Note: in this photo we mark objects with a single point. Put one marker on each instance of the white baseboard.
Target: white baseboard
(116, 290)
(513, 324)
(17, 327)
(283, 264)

→ **YOUR INSTRUCTIONS**
Copy the records out again word for word.

→ **ANSWER SECTION**
Note: in this photo we mark objects with a single point. Put one marker on each instance of the white baseboard.
Target: white baseboard
(116, 290)
(513, 324)
(17, 327)
(283, 264)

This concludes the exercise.